**Extrait retenu**

---+---

Blaq Out nous propose un très beau master d’Hannah Arendt. Respectant les volontés artistiques de la réalisatrice et de sa directrice de la photographie Caroline Champetier (Holy Motors, Des hommes et des dieux), la copie affiche une colorimétrie soignée, des contrastes de belle tenue, un grain cinéma palpable et un piqué plutôt ferme, mais qui reste sensiblement émoussé sur les séquences sombres. L’image est propre, sans fioritures, les gros plans impressionnent par leur précision (voir le visage de Barbara Sukowa) et la clarté est de mise. Le voyage à Jérusalem impressionne par sa belle luminosité et ses teintes chatoyantes.

Son - 4,0 / 5

Quatre choix possibles, une écoute frontale riche et dynamique en Stéréo française ou version multilingue (allemand et anglais), ou alors une spatialisation concrète et un plus grand confort acoustique en Dolby Digital 5.1. Dans tous les cas, l’écoute demeure ardente, fait une large place aux dialogues tout en mettant à l’avant la musique du film. Les effets latéraux et ambiances naturelles pointent habilement le bout de leur nez, le caisson de basses intervient aux moments opportuns. Evitez tout de même la version française qui dénature complètement le jeu de Barbara Sukowa et qui irrite avec son très mauvais doublage !

---+---

**Tâche 1**
D'après l'extrait sur le master d'Hannah Arendt, qui a assuré la direction de la photographie du film ?
**Tâche 2**
Les affirmations suivantes concordent-elles avec l'extrait sur le master d'Hannah Arendt ? Répondez par oui ou non pour chacune, en citant les mots décisifs de l'extrait. (a) Le piqué perd de sa netteté sur les séquences sombres. (b) Le son reçoit la note de 4,0 sur 5. (c) La version française est recommandée.
**Tâche 3**
Prolongez l'extrait sur le master d'Hannah Arendt à la suite de sa dernière phrase.
Les enregistrements forment un matériau distinct de l'extrait sur le master d'Hannah Arendt.

**Enregistrements**

---+---

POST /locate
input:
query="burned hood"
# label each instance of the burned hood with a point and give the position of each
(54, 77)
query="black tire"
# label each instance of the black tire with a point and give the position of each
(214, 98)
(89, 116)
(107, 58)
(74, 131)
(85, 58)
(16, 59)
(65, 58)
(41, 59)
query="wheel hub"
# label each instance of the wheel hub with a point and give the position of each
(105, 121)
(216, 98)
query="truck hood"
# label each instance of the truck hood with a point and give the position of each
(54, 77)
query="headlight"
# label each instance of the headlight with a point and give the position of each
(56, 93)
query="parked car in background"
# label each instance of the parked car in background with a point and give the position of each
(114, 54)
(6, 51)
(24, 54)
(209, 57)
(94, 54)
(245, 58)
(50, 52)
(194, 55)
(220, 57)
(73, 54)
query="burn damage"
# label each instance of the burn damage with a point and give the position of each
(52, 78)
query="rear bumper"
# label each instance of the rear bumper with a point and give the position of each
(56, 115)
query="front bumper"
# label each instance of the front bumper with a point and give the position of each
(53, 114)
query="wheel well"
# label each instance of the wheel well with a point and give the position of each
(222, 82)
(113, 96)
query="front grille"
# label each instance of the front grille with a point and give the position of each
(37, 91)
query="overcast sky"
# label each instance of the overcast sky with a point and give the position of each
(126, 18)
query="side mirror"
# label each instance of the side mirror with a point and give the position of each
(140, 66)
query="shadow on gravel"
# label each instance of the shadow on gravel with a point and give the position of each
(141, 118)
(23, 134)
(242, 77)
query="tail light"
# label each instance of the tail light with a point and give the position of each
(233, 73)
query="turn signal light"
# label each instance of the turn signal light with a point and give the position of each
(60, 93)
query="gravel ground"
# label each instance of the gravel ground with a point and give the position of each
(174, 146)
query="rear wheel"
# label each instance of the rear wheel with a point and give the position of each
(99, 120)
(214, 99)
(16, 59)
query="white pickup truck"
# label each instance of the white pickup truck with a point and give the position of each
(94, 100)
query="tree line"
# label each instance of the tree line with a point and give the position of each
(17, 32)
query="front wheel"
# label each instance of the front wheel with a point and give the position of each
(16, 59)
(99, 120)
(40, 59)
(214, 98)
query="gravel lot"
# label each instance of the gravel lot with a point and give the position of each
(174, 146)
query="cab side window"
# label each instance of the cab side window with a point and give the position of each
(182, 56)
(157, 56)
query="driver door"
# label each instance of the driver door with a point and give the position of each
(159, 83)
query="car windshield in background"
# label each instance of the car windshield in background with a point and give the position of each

---+---

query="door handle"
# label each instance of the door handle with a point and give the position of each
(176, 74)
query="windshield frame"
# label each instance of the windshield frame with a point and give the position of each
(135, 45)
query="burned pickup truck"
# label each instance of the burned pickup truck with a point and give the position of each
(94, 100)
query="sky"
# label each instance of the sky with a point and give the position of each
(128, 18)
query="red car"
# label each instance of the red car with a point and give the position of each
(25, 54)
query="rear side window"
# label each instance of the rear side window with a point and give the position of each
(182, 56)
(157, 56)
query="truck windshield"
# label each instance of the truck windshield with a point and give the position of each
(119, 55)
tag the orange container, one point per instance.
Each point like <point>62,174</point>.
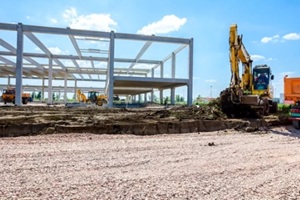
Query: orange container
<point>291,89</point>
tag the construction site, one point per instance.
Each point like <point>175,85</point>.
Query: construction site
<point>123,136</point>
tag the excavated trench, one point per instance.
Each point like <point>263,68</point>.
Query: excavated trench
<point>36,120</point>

---+---

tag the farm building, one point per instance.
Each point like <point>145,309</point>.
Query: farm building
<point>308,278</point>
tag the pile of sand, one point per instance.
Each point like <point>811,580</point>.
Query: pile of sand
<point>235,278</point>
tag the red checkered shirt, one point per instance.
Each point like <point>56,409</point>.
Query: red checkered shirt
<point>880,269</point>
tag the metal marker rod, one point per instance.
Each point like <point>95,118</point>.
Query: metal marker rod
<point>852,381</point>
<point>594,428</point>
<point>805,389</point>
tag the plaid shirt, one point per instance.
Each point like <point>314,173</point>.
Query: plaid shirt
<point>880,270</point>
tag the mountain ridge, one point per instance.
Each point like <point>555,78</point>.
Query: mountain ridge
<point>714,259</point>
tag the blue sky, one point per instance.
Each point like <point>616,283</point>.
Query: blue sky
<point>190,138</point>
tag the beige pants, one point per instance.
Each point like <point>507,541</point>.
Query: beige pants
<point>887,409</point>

---+---

**Résultat 1**
Caroline Champetier.

**Résultat 2**
(a) Oui : « mais qui reste sensiblement émoussé sur les séquences sombres ».
(b) Oui : « Son - 4,0 / 5 ».
(c) Non : « Evitez tout de même la version française ».

**Résultat 3**
Les sous-titres français destinés au public sourd et malentendant sont également disponibles. Enfin, notons que le changement de langue pendant le visionnage nécessite le retour au menu principal.

Crédits images : © Blaq Out

Configuration de test
  • Téléviseur 16/9 Sony LCD Bravia KDL-32W5710
  • Sony BDP-5350
  • Ampli Pioneer VSX-520
  • Kit enceintes/caisson Mosscade (configuration 5.1)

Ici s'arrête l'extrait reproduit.